REQUIRED WORK:
Edit the items from the start through the line containing "[[[477,609],[419,611],[419,642],[425,649],[485,651],[484,613]]]" by replacing "concrete slab" with "concrete pavement", leaving everything else unchanged.

RECORD EXCERPTS:
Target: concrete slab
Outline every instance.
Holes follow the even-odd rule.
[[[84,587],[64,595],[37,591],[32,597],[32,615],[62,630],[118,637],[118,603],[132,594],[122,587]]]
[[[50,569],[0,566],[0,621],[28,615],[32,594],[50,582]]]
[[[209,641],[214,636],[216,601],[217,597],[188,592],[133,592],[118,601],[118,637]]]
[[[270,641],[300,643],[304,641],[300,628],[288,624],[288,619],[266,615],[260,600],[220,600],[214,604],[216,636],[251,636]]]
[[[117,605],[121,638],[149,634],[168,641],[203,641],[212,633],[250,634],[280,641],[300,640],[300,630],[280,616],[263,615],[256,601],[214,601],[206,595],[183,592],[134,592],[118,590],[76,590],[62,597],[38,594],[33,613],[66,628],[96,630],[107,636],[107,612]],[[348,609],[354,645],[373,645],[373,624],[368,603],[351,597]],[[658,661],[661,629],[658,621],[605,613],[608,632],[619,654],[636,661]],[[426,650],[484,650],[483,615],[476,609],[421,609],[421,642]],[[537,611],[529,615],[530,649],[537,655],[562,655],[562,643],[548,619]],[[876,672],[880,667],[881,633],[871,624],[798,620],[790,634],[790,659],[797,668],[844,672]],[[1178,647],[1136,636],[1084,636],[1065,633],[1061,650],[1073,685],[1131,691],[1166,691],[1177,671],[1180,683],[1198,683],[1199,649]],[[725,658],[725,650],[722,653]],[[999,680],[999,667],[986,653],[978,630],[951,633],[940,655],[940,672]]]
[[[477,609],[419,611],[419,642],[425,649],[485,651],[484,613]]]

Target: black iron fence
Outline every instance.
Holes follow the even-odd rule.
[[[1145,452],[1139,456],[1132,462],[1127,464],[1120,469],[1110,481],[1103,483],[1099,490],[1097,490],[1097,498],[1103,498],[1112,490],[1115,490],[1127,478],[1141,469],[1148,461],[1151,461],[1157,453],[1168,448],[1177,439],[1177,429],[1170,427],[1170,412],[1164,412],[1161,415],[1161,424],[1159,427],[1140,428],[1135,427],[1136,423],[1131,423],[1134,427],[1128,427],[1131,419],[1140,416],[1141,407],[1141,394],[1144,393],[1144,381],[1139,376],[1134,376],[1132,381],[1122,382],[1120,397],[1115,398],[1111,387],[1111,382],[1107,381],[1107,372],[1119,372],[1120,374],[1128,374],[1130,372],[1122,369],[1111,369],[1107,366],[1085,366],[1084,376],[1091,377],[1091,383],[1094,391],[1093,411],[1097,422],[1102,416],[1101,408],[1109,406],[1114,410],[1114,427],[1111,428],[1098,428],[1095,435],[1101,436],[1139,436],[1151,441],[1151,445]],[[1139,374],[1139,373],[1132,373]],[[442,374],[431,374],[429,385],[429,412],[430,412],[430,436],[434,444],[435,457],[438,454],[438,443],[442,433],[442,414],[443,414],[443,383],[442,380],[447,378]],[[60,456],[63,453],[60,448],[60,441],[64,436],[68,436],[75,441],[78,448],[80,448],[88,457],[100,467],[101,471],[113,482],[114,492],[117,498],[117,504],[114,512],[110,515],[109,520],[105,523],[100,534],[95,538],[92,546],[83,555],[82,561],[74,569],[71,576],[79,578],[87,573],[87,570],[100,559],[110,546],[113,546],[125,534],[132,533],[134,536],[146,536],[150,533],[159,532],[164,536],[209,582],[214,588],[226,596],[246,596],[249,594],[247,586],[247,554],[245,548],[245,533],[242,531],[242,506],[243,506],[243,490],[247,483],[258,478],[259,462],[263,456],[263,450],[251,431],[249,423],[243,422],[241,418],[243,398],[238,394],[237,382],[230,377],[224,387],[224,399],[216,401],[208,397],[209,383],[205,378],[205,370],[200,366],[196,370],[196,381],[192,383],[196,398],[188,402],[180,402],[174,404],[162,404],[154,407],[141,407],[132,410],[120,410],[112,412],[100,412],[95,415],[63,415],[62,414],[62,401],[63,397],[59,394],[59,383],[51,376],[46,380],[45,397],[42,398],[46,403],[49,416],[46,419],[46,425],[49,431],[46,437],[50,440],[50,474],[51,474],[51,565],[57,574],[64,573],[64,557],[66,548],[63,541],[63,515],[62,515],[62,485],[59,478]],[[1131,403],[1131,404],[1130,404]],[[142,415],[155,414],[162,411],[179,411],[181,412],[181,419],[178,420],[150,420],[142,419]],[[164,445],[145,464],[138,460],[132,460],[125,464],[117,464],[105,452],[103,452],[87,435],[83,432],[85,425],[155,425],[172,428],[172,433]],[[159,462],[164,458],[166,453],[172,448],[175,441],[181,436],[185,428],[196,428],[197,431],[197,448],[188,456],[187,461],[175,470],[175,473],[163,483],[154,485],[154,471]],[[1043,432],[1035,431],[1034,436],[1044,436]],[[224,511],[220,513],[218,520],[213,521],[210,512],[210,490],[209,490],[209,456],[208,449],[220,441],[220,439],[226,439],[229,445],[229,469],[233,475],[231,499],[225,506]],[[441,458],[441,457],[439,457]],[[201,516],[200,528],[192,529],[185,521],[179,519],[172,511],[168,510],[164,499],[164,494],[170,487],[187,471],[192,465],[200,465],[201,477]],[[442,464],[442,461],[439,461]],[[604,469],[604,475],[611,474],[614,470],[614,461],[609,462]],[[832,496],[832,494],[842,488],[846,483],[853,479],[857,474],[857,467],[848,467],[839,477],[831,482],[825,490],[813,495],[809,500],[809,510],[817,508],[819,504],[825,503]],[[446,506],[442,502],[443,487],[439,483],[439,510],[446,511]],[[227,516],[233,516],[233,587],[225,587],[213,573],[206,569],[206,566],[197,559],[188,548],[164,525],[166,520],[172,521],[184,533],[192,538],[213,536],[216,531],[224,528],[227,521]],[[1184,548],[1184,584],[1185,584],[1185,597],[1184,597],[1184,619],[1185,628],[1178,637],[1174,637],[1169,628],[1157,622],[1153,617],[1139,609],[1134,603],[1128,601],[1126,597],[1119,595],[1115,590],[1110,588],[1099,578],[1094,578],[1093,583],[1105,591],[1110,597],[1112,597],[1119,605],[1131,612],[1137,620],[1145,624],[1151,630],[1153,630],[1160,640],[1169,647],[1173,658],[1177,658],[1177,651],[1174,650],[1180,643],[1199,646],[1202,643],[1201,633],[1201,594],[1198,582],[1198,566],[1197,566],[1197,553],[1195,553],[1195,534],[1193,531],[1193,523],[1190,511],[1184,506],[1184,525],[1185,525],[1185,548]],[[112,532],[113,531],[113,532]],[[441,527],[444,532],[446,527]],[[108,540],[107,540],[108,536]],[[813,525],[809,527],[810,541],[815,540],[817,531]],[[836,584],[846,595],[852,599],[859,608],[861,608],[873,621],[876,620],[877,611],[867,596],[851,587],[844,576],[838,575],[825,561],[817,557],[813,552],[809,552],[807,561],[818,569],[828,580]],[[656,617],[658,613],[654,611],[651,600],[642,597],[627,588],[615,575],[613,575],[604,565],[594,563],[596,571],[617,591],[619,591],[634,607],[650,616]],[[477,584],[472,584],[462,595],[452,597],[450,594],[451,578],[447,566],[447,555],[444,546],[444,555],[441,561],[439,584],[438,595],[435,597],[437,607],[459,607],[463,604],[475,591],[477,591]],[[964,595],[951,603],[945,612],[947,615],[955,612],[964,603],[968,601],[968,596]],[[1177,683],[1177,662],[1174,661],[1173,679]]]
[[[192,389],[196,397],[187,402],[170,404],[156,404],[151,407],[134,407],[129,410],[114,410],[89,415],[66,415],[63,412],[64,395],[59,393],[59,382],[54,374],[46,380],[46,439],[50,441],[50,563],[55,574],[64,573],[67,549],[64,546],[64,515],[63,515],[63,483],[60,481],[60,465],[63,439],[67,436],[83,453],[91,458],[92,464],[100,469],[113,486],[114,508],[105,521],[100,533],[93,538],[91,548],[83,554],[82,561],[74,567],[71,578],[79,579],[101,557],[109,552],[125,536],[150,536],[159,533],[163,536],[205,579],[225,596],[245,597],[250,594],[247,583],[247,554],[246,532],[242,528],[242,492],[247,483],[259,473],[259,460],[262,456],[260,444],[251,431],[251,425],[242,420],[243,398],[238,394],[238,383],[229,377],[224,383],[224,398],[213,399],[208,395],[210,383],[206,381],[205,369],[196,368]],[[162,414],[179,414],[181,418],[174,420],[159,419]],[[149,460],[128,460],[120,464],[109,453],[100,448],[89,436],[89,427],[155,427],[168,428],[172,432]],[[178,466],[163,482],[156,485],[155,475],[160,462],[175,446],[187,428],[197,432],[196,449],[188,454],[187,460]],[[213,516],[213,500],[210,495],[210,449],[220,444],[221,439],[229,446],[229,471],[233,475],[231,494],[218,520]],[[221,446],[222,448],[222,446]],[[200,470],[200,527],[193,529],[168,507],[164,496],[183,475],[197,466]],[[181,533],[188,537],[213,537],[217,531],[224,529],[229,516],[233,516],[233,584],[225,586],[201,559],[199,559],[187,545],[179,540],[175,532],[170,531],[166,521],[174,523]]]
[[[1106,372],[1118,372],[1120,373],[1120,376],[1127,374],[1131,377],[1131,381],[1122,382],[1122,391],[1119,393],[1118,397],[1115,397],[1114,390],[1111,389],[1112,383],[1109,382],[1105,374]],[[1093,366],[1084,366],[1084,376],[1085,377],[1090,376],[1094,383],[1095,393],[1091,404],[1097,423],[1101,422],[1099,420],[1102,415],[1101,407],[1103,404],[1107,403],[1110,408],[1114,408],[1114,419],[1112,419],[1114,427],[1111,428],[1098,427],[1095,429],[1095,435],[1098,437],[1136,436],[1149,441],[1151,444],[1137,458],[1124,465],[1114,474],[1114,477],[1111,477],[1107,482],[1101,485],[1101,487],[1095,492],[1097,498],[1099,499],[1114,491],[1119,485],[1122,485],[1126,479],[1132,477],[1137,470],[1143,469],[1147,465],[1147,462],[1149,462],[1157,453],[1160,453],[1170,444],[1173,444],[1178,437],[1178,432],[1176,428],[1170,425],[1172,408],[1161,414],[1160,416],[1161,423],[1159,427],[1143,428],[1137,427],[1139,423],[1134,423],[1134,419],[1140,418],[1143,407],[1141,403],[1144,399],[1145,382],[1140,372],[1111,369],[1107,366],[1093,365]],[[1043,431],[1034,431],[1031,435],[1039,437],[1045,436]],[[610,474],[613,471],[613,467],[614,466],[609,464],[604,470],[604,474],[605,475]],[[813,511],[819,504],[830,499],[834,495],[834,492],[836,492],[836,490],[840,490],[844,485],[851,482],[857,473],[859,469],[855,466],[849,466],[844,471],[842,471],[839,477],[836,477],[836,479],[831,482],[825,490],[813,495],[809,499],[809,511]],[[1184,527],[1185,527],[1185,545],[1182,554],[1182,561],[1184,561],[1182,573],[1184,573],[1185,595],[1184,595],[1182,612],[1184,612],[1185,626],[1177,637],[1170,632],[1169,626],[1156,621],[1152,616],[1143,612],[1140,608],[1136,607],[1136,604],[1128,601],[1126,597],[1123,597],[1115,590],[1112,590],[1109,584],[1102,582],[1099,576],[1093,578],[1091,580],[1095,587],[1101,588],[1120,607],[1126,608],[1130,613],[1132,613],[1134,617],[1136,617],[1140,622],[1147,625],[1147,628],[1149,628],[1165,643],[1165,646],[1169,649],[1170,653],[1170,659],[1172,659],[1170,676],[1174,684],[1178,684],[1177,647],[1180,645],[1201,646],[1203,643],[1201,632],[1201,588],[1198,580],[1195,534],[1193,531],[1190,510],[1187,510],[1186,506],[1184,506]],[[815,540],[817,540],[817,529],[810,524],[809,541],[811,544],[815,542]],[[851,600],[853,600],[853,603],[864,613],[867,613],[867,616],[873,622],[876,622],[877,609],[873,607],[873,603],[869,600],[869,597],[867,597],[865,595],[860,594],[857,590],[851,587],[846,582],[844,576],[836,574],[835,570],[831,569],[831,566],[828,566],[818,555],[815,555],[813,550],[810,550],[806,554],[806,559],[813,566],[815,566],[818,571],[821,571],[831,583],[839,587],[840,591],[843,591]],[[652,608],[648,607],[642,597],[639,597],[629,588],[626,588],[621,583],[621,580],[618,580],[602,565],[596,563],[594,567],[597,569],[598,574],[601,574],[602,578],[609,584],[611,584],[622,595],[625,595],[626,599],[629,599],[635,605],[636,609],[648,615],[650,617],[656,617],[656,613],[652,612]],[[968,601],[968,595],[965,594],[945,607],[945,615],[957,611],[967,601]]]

WORKED ANSWER:
Target: concrete pavement
Outline every instance.
Holes follow the even-odd rule.
[[[84,587],[64,595],[37,591],[32,597],[32,615],[62,630],[118,637],[118,603],[132,594],[122,587]]]
[[[50,569],[0,566],[0,621],[28,615],[32,594],[50,582]]]
[[[209,641],[214,636],[216,601],[217,597],[188,592],[133,592],[118,601],[118,637]]]
[[[270,641],[300,643],[304,641],[300,628],[288,624],[288,619],[266,615],[260,600],[220,600],[214,604],[216,636],[251,636]]]
[[[117,605],[121,638],[149,634],[168,641],[203,641],[212,633],[250,634],[280,641],[300,640],[300,630],[280,616],[263,615],[256,601],[214,601],[206,595],[183,592],[134,592],[118,590],[76,590],[62,597],[38,594],[33,613],[66,628],[96,630],[107,636],[107,612]],[[348,609],[354,645],[373,645],[373,624],[368,603],[351,597]],[[658,661],[661,629],[658,621],[605,613],[608,632],[619,654],[636,661]],[[426,650],[484,650],[483,615],[476,609],[421,609],[421,642]],[[537,611],[529,615],[530,649],[537,655],[562,655],[562,643],[548,619]],[[876,672],[880,667],[881,633],[871,624],[798,620],[790,634],[790,659],[797,668],[844,672]],[[1178,647],[1136,636],[1084,636],[1065,633],[1061,650],[1073,685],[1131,691],[1166,691],[1177,671],[1180,683],[1198,683],[1199,649]],[[725,658],[725,650],[722,653]],[[999,680],[999,667],[986,653],[978,630],[951,633],[940,655],[940,672]]]
[[[477,609],[419,611],[419,642],[425,649],[485,651],[484,613]]]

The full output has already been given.